- [Assignment]
Give an exact copy of the lines of the records below, starting at the line containing "Practice. Put a dot on the t-tail" and running to the end.

- [Records provided]
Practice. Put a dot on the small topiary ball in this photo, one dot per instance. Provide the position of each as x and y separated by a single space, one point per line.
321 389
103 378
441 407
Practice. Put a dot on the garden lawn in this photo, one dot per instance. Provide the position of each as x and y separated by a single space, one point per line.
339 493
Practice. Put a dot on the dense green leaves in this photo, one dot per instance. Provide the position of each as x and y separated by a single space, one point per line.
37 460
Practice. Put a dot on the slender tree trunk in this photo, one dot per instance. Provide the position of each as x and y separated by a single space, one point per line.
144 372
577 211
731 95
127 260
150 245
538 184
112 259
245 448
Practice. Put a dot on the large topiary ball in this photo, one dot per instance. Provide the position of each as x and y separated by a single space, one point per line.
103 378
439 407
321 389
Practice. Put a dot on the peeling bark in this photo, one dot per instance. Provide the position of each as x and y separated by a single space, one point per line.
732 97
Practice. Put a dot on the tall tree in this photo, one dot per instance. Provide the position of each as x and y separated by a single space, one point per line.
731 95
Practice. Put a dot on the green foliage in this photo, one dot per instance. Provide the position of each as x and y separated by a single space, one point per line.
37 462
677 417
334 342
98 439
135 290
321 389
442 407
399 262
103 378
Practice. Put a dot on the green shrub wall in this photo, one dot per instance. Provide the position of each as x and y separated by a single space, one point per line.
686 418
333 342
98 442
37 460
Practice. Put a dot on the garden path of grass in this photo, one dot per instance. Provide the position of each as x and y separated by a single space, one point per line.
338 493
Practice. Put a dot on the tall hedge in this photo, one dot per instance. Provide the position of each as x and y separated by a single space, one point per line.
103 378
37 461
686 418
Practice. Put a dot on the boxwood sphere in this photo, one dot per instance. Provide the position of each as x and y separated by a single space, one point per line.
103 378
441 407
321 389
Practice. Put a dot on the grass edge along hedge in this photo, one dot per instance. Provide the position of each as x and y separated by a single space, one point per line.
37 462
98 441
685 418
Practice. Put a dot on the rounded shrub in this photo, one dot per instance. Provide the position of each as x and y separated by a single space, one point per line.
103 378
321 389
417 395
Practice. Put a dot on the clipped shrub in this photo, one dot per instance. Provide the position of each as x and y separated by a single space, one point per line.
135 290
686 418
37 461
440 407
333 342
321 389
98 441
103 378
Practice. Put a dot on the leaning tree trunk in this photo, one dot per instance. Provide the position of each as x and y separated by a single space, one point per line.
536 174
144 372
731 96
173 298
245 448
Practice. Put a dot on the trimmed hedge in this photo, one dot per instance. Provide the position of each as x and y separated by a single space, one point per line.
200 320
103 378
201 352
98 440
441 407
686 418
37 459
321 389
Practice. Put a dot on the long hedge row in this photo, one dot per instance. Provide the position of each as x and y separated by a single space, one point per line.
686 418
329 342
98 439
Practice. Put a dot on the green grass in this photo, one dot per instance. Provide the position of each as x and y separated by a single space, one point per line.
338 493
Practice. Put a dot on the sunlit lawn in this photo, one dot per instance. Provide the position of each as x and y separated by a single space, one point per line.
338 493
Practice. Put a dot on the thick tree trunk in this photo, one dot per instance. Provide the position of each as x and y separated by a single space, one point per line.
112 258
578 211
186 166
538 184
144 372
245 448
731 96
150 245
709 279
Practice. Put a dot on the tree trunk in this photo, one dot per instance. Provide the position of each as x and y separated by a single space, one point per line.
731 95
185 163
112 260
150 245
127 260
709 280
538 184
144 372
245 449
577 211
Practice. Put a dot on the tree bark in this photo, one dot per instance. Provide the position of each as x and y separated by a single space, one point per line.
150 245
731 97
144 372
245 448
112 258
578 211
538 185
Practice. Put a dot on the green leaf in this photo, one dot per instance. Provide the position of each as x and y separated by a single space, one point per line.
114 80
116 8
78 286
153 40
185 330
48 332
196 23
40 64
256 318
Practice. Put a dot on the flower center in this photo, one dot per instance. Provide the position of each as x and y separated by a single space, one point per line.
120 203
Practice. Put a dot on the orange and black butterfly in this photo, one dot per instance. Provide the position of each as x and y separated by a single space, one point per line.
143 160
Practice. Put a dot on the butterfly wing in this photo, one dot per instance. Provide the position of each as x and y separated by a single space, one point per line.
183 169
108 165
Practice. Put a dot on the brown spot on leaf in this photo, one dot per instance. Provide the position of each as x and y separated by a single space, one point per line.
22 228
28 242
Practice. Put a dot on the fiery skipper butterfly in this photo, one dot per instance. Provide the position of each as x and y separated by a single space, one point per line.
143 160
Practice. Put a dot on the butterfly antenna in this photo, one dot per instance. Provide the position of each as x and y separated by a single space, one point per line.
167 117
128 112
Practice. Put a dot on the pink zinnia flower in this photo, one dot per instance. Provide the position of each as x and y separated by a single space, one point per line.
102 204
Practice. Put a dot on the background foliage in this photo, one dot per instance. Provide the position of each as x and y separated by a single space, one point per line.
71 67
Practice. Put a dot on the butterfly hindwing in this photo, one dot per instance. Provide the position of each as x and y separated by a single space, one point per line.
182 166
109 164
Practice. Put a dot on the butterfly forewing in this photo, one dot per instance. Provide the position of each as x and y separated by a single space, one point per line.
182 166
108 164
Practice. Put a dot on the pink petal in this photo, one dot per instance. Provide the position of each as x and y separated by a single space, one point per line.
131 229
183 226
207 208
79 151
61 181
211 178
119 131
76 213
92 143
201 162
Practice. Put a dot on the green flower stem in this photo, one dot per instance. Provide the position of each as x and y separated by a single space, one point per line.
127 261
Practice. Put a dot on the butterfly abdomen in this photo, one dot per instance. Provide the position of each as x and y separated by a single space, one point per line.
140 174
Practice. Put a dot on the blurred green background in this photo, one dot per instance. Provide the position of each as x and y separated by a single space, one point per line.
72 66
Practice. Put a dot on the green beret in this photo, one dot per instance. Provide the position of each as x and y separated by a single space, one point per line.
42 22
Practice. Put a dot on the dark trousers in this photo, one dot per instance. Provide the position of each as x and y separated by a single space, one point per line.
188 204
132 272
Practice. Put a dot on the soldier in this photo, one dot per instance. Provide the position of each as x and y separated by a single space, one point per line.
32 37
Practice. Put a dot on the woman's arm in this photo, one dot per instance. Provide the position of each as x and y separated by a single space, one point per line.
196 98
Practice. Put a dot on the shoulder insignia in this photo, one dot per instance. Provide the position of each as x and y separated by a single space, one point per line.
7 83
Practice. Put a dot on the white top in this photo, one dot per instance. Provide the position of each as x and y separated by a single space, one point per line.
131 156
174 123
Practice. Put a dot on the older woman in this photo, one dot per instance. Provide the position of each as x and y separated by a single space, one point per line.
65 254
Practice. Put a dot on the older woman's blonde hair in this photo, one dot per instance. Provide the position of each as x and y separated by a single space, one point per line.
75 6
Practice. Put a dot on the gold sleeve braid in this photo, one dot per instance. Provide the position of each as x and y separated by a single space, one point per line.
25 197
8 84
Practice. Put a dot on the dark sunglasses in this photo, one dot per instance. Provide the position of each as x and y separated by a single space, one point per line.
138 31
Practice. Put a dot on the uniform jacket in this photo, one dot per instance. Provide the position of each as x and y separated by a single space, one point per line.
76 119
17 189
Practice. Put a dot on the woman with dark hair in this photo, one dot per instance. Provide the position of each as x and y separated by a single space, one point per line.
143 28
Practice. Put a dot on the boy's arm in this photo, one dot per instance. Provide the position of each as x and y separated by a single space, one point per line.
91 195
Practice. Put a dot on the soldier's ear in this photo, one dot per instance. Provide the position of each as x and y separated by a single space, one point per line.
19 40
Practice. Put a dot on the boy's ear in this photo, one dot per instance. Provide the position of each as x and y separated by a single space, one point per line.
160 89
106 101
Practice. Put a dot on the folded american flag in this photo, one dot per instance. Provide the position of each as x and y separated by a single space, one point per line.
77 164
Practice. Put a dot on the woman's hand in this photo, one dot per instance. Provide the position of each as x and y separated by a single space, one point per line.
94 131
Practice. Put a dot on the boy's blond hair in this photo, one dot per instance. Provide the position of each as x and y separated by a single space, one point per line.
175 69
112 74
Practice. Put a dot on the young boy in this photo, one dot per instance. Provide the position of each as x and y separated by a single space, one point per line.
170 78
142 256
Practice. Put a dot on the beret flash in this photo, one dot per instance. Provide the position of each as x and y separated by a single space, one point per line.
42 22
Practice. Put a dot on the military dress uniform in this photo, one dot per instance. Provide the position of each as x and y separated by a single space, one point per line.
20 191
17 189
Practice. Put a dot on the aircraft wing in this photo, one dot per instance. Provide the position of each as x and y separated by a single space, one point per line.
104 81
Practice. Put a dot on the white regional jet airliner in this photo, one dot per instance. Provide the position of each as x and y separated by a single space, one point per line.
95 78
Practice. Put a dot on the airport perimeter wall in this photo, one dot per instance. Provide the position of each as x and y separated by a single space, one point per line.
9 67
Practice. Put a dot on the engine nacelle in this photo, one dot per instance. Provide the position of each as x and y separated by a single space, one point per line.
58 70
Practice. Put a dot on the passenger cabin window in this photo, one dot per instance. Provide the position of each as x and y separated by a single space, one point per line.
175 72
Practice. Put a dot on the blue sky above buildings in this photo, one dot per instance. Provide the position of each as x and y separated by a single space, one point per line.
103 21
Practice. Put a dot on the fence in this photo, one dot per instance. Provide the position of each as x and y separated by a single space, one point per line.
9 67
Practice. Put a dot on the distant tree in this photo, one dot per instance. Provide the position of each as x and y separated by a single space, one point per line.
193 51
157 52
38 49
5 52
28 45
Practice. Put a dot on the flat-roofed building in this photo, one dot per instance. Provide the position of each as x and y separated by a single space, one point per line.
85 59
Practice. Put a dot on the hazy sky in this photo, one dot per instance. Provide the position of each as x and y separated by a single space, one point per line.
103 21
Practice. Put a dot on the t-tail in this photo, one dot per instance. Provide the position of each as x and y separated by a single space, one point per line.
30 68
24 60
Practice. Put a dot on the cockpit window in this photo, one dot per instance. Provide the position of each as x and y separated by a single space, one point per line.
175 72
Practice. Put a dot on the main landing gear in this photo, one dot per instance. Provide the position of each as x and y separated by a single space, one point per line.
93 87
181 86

- [Solved exercise]
Practice. Put a dot on the t-tail in this photo, one dot per instance. Provide the position of each as x and y separated by a single space, one point per line.
30 68
24 60
Practice. Put a dot on the cockpit window in this photo, one dot per instance. Provide the position of each as x and y separated by a single space, one point per line.
175 72
Practice. Put a dot on the main landing gear in this photo, one dot per instance. Provide the position of each as x and y separated by a single space, one point per line.
93 87
181 86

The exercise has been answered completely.